Stated task 1 - In the listing further below, swap "billboard" for "road sign" wherever it occurs and give back everything from the line containing "Indicate the front" down to the line containing "<point>1218,178</point>", with nothing else altered.
──────
In the last installment of “self-help” books, we have one that promises to teach you the skills you need to change any habit and one that promises to improve your ability to “sell to” or move others. Is there anyone out there that couldn’t use some help in either or both of those categories? I didn’t think so. Read on!

“What idiot would refuse a crutch when his leg is broken?”
Change Anything: The New Science of Personal Success
By Kerry Patterson, Joseph Grenny, David Maxfield, Ron McMillan, and Al Switzler
How many times have you tried to change a habit and failed miserably? (I know I’m not the only one whose New Year’s Resolutions are forgotten long before Valentine’s Day…) And then you feel like a failure, you curse yourself for your lack of willpower or stamina, you beat yourself up for not being able to stick with that diet or pay off that debt or swallow those snarky words that hurt your partner or children. Well, according to the team of authors who wrote Change Anything: The New Science of Personal Success, it’s not about a lack of willpower, it’s about changing the whole process of how you change. And changing is a skill anyone can learn.
Patterson, et al., identify Six Sources of Influence that work together to motivate our behaviors and, therefore, need to be adjusted when we want to make a change. They arrange their Six Sources in a matrix with three categories (Personal, Social, and Structural) with two facets each (Motivation and Ability). Using all six of the sources, rather than just one or two, greatly improves your chance of success. And the authors go in to great detail on specific tactics for each. For example, under Source 1: Personal Motivation, they recommend five tactics to increase your personal desire to change and keep it strong:
* Visit your default future. Figure out what your future will look like if you don’t change.
* Tell the whole vivid story. Describe that future as vividly as possible to make it seem more “real.”
* Use value words. Articulate the “why” for your change in positive terms.
* Make it a game. Set a time frame and smaller goals to help you reach the big one.
* Create a personal motivation statement. This will help you stay on track when you hit those crucial moments when you are more likely to fail.
And that’s just one of the Six Sources.
──────
Stated task 2 - Retype the whole book review above word for word.
──────
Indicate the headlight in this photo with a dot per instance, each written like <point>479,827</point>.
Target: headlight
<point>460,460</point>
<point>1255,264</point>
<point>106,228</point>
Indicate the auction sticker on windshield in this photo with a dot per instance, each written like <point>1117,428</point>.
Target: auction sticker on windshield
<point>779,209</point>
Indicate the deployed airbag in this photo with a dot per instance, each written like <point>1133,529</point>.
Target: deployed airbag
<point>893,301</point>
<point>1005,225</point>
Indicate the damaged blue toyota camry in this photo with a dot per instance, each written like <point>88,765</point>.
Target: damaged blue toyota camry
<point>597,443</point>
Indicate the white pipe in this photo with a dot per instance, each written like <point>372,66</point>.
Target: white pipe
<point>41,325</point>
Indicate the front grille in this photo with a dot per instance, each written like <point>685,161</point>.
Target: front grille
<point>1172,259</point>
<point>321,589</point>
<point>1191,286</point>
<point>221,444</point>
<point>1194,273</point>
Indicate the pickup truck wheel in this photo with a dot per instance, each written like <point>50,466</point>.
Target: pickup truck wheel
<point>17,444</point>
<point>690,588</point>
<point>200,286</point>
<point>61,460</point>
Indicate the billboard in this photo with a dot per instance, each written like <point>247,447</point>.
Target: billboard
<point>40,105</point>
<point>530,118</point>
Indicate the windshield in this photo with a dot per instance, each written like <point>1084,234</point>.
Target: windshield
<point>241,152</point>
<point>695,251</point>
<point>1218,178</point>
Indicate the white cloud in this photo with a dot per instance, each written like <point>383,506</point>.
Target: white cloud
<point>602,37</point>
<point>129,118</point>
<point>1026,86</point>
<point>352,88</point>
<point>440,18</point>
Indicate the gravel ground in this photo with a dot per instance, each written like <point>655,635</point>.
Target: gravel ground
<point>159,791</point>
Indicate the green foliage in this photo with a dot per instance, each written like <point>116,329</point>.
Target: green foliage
──────
Written reply 1 -
Indicate the front grille in this photo with a dot per instance, each written like <point>685,161</point>.
Target: front grille
<point>1172,259</point>
<point>321,589</point>
<point>1191,286</point>
<point>221,444</point>
<point>1194,273</point>
Indicate the pickup truck wheel in this photo with a dot per instance, each written like <point>50,466</point>.
Target: pickup truck wheel
<point>17,444</point>
<point>690,588</point>
<point>200,286</point>
<point>61,460</point>
Indicate the road sign in this photo with a dot per instance, each written like <point>247,447</point>.
Target: road sign
<point>40,105</point>
<point>530,118</point>
Indicate the windshield in this photo with a dot per instance, each written like <point>1084,234</point>.
Target: windshield
<point>241,152</point>
<point>695,251</point>
<point>1218,178</point>

Written reply 2 -
In the last installment of “self-help” books, we have one that promises to teach you the skills you need to change any habit and one that promises to improve your ability to “sell to” or move others. Is there anyone out there that couldn’t use some help in either or both of those categories? I didn’t think so. Read on!

“What idiot would refuse a crutch when his leg is broken?”
Change Anything: The New Science of Personal Success
By Kerry Patterson, Joseph Grenny, David Maxfield, Ron McMillan, and Al Switzler
How many times have you tried to change a habit and failed miserably? (I know I’m not the only one whose New Year’s Resolutions are forgotten long before Valentine’s Day…) And then you feel like a failure, you curse yourself for your lack of willpower or stamina, you beat yourself up for not being able to stick with that diet or pay off that debt or swallow those snarky words that hurt your partner or children. Well, according to the team of authors who wrote Change Anything: The New Science of Personal Success, it’s not about a lack of willpower, it’s about changing the whole process of how you change. And changing is a skill anyone can learn.
Patterson, et al., identify Six Sources of Influence that work together to motivate our behaviors and, therefore, need to be adjusted when we want to make a change. They arrange their Six Sources in a matrix with three categories (Personal, Social, and Structural) with two facets each (Motivation and Ability). Using all six of the sources, rather than just one or two, greatly improves your chance of success. And the authors go in to great detail on specific tactics for each. For example, under Source 1: Personal Motivation, they recommend five tactics to increase your personal desire to change and keep it strong:
* Visit your default future. Figure out what your future will look like if you don’t change.
* Tell the whole vivid story. Describe that future as vividly as possible to make it seem more “real.”
* Use value words. Articulate the “why” for your change in positive terms.
* Make it a game. Set a time frame and smaller goals to help you reach the big one.
* Create a personal motivation statement. This will help you stay on track when you hit those crucial moments when you are more likely to fail.
And that’s just one of the Six Sources.